## Extract provided:
-----

General Partner means EPE Holdings, LLC, a Delaware limited liability company, and its successors and permitted assigns that are admitted to the Partnership as general partner of the Partnership, in its capacity as general partner of the Partnership (except as the context otherwise requires).
General Partner Interest means the management and ownership interest, if any, of the General Partner in the Partnership (in its capacity as a general partner without reference to any Limited Partner Interest held by it) which may be evidenced by Partnership Securities or a combination thereof or interest therein, and includes any and all benefits to which the General Partner is entitled as provided in this Agreement, together with all obligations of the General Partner to comply with the terms and provisions of this Agreement.

-----

## To do:
[1] Please reproduce word for word the part of the partnership agreement definitions from "General Partner means" to "context otherwise requires).".
[2] Resume writing the partnership agreement definitions after their final sentence.
The data that comes next has nothing to do with this work.

## Data rows:
-----

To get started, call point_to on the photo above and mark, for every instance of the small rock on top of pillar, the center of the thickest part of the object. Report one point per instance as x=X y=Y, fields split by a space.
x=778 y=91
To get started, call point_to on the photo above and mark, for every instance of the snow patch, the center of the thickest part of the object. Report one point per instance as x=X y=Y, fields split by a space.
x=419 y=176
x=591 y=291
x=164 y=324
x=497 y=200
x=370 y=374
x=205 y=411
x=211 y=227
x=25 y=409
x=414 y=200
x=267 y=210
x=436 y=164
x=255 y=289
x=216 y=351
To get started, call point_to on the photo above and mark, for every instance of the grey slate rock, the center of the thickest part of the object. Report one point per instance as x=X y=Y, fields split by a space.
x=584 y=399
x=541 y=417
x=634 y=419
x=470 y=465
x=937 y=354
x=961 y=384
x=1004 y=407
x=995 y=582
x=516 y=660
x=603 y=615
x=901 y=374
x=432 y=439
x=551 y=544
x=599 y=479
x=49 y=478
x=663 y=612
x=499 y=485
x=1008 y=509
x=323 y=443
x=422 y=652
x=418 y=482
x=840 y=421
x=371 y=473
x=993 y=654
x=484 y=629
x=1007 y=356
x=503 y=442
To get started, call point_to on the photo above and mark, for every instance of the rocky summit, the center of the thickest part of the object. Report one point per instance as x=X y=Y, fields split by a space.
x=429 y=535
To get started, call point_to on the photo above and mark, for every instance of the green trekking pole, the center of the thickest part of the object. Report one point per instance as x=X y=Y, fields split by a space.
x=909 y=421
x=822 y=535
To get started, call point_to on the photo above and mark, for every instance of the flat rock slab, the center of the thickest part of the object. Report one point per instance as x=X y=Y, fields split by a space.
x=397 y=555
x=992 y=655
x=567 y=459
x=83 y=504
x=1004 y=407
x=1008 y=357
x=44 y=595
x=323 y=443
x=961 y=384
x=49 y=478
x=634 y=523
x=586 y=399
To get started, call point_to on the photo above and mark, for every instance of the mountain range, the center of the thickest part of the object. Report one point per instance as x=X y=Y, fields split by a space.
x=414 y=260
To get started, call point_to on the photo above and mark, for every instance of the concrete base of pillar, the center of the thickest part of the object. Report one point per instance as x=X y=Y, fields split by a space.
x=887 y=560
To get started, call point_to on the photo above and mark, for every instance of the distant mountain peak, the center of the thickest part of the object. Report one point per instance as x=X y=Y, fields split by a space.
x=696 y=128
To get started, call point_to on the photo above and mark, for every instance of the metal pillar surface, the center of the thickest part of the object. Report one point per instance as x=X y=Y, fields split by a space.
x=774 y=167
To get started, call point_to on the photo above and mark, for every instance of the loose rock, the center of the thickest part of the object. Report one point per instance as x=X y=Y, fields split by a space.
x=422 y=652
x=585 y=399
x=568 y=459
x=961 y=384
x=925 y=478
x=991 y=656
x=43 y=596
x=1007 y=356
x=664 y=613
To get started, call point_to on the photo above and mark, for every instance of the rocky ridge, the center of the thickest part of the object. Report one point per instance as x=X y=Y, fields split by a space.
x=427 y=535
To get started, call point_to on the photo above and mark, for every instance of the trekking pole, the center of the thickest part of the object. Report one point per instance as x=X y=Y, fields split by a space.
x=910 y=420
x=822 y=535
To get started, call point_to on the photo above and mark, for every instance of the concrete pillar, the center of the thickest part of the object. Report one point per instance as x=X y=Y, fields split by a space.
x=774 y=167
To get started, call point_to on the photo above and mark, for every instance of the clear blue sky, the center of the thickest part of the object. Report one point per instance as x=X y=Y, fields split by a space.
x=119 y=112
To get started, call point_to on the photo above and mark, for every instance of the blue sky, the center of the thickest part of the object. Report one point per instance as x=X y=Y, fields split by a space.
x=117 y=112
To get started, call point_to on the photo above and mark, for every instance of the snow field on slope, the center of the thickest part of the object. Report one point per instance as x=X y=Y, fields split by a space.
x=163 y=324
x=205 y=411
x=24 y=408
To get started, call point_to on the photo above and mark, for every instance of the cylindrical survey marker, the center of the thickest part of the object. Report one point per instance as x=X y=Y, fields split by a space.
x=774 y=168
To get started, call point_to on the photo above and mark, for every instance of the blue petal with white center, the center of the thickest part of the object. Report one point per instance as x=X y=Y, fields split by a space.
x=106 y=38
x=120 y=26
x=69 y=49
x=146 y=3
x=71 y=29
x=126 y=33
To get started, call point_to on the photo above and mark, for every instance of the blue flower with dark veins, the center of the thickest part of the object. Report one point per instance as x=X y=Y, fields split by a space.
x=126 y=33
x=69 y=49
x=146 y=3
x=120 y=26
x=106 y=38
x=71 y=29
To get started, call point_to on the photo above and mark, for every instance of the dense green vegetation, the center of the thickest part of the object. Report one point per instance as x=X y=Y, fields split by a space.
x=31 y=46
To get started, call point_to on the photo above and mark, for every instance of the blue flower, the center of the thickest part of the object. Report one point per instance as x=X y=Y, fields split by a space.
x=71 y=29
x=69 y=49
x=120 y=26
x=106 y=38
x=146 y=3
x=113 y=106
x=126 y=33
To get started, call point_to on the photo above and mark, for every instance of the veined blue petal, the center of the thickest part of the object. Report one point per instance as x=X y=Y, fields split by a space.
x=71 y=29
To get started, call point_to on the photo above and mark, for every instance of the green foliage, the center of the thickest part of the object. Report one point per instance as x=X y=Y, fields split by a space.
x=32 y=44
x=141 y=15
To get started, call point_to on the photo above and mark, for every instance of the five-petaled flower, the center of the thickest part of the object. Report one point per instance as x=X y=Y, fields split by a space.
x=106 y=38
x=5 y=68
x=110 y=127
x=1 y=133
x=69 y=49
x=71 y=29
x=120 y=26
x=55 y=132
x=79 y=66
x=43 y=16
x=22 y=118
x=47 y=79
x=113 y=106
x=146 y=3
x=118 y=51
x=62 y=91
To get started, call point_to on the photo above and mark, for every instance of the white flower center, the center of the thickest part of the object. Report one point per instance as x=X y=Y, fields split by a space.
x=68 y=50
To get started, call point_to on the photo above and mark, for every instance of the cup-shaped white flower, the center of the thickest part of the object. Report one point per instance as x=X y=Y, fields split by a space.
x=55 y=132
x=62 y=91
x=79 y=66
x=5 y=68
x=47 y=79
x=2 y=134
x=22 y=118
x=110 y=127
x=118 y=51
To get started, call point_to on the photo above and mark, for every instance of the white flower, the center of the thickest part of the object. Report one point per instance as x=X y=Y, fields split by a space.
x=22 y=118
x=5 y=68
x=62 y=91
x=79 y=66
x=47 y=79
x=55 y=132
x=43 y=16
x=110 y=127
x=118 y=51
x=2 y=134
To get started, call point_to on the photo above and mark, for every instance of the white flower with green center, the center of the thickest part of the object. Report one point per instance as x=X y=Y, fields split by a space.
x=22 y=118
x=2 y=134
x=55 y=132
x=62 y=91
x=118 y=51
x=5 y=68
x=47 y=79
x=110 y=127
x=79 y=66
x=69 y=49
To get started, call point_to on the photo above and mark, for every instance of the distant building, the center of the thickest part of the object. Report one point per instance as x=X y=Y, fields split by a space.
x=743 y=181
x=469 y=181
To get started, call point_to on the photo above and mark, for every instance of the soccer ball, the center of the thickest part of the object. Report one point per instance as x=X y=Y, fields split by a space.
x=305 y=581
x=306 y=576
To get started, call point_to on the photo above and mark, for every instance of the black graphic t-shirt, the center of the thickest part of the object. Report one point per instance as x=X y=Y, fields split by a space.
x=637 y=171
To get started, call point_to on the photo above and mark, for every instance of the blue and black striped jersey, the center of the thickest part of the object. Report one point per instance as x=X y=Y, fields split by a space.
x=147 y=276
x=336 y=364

-----

## The replies:
[1]
General Partner means EPE Holdings, LLC, a Delaware limited liability company, and its successors and permitted assigns that are admitted to the Partnership as general partner of the Partnership, in its capacity as general partner of the Partnership (except as the context otherwise requires).

[2]
Group means a Person that with or through any of its Affiliates or Associates has any contract, arrangement, understanding or relationship for the purpose of acquiring, holding, voting (except voting pursuant to a revocable proxy or consent given to such Person in response to a proxy or consent solicitation made to 10 or more Persons), exercising investment power or disposing of any Partnership Securities with any other Person that beneficially owns, or whose Affiliates or Associates beneficially own, directly or indirectly, Partnership Interests.
Holder as used in Section 7.12, has the meaning assigned to such term in Section 7.12(a).
Indemnified Persons has the meaning assigned to such term in Section 7.12(c).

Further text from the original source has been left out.